*** Opening of Given information ***

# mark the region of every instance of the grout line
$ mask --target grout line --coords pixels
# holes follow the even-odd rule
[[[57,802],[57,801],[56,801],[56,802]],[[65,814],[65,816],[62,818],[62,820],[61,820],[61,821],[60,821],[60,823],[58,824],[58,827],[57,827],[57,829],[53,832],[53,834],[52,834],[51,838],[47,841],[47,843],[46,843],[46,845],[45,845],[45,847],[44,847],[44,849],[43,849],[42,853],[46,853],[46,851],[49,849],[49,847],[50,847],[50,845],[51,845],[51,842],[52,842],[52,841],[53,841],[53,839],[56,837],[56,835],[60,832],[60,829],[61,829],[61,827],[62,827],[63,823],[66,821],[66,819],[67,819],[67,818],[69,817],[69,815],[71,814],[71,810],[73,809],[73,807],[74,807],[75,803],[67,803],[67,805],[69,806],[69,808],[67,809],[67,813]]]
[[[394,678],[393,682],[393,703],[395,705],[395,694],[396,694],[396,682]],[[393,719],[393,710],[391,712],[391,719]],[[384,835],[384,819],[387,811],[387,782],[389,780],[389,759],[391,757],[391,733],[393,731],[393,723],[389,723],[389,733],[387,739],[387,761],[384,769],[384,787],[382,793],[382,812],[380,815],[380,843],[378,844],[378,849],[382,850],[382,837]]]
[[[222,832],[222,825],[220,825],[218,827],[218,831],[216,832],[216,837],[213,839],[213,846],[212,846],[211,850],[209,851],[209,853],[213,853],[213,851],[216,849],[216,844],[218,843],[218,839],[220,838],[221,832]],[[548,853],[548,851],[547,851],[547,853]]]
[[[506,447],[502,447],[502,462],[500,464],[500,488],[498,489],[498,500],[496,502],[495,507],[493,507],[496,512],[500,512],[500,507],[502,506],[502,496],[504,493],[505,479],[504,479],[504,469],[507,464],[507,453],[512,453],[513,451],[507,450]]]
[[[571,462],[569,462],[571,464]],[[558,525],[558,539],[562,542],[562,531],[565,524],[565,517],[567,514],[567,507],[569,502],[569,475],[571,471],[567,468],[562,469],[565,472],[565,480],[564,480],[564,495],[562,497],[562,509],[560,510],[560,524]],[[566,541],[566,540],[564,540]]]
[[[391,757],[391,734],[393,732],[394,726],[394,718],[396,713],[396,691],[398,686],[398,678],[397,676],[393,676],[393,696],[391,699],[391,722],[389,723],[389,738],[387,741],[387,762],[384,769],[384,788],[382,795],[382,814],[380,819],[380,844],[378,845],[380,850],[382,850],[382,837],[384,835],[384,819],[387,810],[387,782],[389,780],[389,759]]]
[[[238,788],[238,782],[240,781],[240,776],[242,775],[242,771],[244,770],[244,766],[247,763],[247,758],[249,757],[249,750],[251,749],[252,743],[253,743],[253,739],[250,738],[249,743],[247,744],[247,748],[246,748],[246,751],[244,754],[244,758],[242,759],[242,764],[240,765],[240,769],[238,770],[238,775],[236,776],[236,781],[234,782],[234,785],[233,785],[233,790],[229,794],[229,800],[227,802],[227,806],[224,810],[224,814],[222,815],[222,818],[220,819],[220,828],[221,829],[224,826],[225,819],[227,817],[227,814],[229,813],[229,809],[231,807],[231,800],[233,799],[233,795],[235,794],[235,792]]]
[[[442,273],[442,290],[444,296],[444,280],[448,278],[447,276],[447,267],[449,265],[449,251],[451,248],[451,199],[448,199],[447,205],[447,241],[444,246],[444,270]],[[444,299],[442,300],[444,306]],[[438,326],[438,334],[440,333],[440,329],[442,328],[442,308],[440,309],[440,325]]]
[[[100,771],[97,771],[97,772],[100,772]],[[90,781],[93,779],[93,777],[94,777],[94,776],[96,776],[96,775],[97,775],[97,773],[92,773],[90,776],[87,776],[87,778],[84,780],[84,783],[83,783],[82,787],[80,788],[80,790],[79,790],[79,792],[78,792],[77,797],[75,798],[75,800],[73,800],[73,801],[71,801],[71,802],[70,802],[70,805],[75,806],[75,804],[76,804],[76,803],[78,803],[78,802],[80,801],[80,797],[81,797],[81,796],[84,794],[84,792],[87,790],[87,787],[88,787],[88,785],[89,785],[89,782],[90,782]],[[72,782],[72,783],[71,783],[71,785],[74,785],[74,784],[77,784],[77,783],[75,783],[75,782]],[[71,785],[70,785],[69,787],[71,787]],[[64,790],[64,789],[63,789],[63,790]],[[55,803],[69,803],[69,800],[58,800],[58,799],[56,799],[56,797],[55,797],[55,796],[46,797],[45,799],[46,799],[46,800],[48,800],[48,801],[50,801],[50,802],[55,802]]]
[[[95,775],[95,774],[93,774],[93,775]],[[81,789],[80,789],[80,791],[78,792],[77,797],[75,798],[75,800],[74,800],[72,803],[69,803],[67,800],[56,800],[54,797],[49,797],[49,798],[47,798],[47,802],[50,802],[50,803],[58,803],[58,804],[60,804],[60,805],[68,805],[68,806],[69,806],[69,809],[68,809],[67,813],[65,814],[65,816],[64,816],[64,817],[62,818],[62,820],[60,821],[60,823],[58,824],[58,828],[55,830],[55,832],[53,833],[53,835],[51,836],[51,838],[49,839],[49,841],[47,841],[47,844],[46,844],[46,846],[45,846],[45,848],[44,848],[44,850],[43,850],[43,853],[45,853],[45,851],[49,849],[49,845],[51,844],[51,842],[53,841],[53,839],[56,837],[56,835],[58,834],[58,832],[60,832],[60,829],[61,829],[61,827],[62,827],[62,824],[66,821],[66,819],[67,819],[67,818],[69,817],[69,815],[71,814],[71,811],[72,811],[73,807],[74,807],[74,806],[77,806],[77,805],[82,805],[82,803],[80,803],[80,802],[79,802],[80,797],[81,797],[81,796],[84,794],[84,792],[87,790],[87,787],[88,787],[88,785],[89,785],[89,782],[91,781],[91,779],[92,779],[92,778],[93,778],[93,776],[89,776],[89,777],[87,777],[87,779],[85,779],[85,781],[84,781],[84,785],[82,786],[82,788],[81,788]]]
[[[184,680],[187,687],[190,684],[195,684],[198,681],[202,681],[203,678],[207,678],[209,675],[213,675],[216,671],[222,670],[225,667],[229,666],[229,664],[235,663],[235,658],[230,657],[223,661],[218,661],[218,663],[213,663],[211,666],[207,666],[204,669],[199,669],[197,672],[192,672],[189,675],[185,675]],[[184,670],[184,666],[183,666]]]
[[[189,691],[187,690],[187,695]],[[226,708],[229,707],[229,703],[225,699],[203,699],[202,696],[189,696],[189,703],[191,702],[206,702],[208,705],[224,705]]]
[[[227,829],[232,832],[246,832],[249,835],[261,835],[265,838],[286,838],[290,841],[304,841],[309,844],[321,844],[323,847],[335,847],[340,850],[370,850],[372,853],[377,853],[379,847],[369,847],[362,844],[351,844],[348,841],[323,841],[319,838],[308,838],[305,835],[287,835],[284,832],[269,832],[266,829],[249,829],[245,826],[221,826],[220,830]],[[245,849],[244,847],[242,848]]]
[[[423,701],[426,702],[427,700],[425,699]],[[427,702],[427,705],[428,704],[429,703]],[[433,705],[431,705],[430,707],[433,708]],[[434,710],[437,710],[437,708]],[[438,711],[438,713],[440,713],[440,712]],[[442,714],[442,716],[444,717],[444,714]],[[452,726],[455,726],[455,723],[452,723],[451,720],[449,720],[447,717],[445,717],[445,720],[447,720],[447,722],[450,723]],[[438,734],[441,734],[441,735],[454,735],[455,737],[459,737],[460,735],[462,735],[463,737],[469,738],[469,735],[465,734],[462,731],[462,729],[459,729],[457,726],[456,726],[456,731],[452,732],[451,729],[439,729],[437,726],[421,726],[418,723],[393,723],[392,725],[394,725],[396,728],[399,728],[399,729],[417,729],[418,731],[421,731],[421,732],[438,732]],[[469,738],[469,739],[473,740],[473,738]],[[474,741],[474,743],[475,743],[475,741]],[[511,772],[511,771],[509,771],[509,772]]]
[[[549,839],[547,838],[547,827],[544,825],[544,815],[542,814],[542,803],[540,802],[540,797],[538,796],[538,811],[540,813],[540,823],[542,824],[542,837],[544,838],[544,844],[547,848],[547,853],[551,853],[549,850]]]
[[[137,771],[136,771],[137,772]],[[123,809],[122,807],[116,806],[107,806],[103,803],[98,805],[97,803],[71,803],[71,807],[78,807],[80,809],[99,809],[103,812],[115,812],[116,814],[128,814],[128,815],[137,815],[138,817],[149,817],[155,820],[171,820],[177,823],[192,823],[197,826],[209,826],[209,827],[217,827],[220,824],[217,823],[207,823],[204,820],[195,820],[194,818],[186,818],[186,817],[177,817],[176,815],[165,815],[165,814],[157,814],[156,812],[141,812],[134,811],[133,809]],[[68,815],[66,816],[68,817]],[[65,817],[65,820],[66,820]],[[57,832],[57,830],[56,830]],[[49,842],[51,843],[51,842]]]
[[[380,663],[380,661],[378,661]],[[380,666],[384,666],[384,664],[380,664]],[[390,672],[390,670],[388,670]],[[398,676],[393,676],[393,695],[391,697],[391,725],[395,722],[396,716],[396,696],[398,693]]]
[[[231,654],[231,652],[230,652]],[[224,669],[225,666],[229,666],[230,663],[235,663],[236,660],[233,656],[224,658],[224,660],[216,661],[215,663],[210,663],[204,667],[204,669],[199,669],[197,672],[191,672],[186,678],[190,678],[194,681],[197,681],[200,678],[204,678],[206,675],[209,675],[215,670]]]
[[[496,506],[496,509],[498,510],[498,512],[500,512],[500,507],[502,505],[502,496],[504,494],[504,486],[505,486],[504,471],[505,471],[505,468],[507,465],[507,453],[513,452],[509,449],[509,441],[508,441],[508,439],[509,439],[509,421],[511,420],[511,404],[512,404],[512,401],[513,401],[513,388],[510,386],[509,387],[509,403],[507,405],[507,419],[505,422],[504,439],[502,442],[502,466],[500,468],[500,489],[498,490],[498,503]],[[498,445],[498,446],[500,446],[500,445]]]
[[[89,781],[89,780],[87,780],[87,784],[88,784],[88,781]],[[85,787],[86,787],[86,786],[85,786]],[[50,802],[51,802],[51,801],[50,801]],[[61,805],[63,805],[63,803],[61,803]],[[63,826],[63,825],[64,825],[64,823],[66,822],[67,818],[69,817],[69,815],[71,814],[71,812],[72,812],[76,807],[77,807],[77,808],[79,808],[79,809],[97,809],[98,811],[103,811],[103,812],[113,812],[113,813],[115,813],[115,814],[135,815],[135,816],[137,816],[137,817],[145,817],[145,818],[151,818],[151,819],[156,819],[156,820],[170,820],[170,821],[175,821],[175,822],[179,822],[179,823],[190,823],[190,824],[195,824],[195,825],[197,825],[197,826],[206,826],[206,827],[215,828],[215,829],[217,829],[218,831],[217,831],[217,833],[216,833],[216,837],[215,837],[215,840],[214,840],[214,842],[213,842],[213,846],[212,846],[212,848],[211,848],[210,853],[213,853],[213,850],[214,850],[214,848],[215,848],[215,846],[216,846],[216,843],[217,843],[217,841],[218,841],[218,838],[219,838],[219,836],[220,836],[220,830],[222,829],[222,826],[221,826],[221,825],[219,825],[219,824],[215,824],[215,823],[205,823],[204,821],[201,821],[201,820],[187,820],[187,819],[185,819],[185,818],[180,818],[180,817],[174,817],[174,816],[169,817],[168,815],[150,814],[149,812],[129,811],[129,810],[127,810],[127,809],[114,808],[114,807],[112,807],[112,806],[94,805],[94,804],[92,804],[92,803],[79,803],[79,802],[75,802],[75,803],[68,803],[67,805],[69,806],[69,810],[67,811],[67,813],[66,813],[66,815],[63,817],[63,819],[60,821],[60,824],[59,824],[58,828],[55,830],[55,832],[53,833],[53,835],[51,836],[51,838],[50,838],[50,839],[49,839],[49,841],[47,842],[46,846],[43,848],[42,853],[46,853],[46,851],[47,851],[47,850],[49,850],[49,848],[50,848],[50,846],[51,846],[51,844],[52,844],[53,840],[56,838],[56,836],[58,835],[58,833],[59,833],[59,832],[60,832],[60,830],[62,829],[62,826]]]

*** Close of Given information ***

→ **The problem**
Pick from the records each line that contains the word "grout" and show it.

→ **Answer area**
# mark the region of every instance of the grout line
$ mask --target grout line --coords pixels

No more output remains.